■ **EXERCISE INSTRUCTIONS**
Translate this sentence from the news report on Netanyahu's apology into Spanish: "In a statement, Netanyahu made the apology to members of the Arab community in an apparent attempt to heal rifts and quell criticism from home and abroad, Xinhua reported."

## Begin EXCERPTED PASSAGE

Jerusalem: Israeli Prime Minister Benjamin Netanyahu on Monday apologised to the Arab Israelis in a bid to walk back his controversial comment made at the height of last week's parliament election.
In a statement, Netanyahu made the apology to members of the Arab community in an apparent attempt to heal rifts and quell criticism from home and abroad, Xinhua reported.
Just a few hours before polling stations were to close across Israel, he said the Arab Israelis are being bussed "in droves" by left-wing organisations in order to topple his government.
His election day statement garnered harsh criticism from within Israel and abroad, from centre-left politicians, from the Israeli president, as well as the White House.
"I know that what I said a few days ago offended some of Israel' s citizens, offended Israeli Arabs. I had no intention in doing so, I am sorry for this," Netanyahu said in the statement.

## End EXCERPTED PASSAGE
## Begin DATASET EXCERPT

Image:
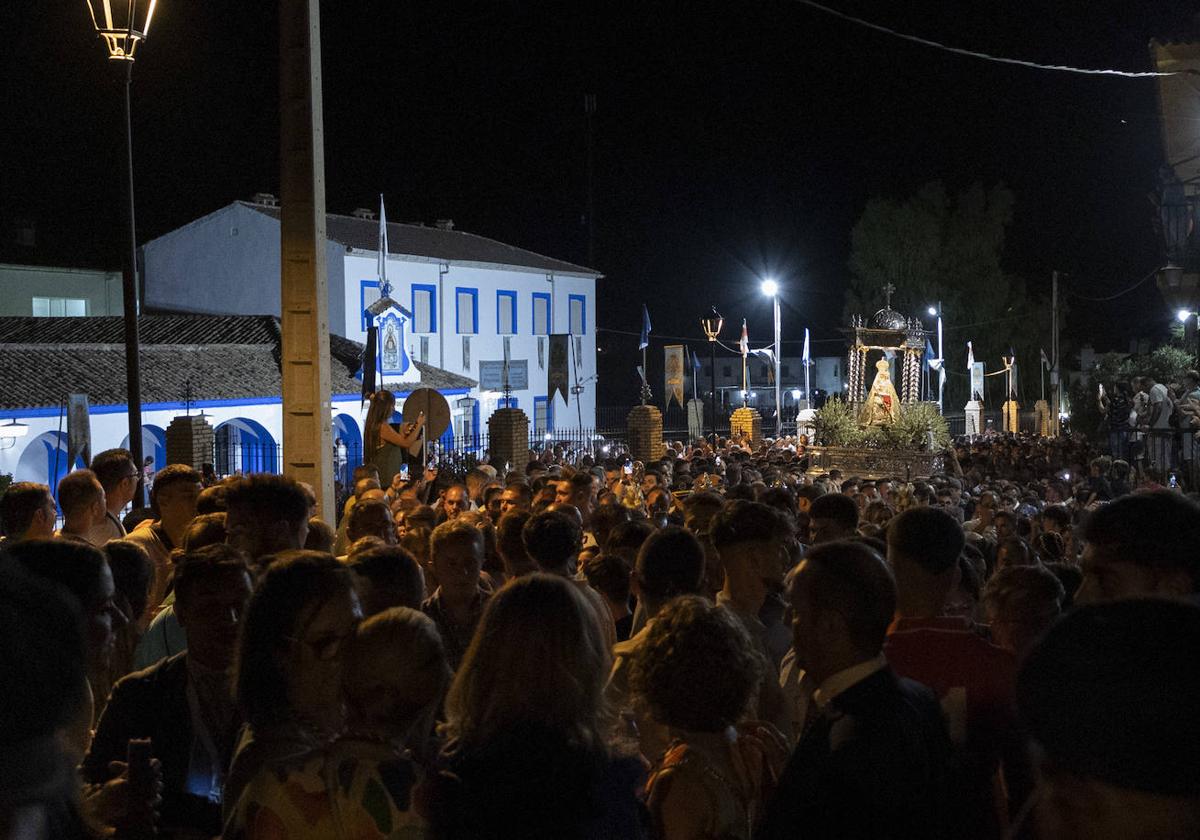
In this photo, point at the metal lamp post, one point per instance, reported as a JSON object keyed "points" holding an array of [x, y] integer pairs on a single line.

## End DATASET EXCERPT

■ **RESPONSE**
En un comunicado, Netanyahu ofreció sus disculpas a miembros de la comunidad árabe en un aparente intento de cerrar las divisiones y acallar las críticas dentro y fuera del país, informó Xinhua.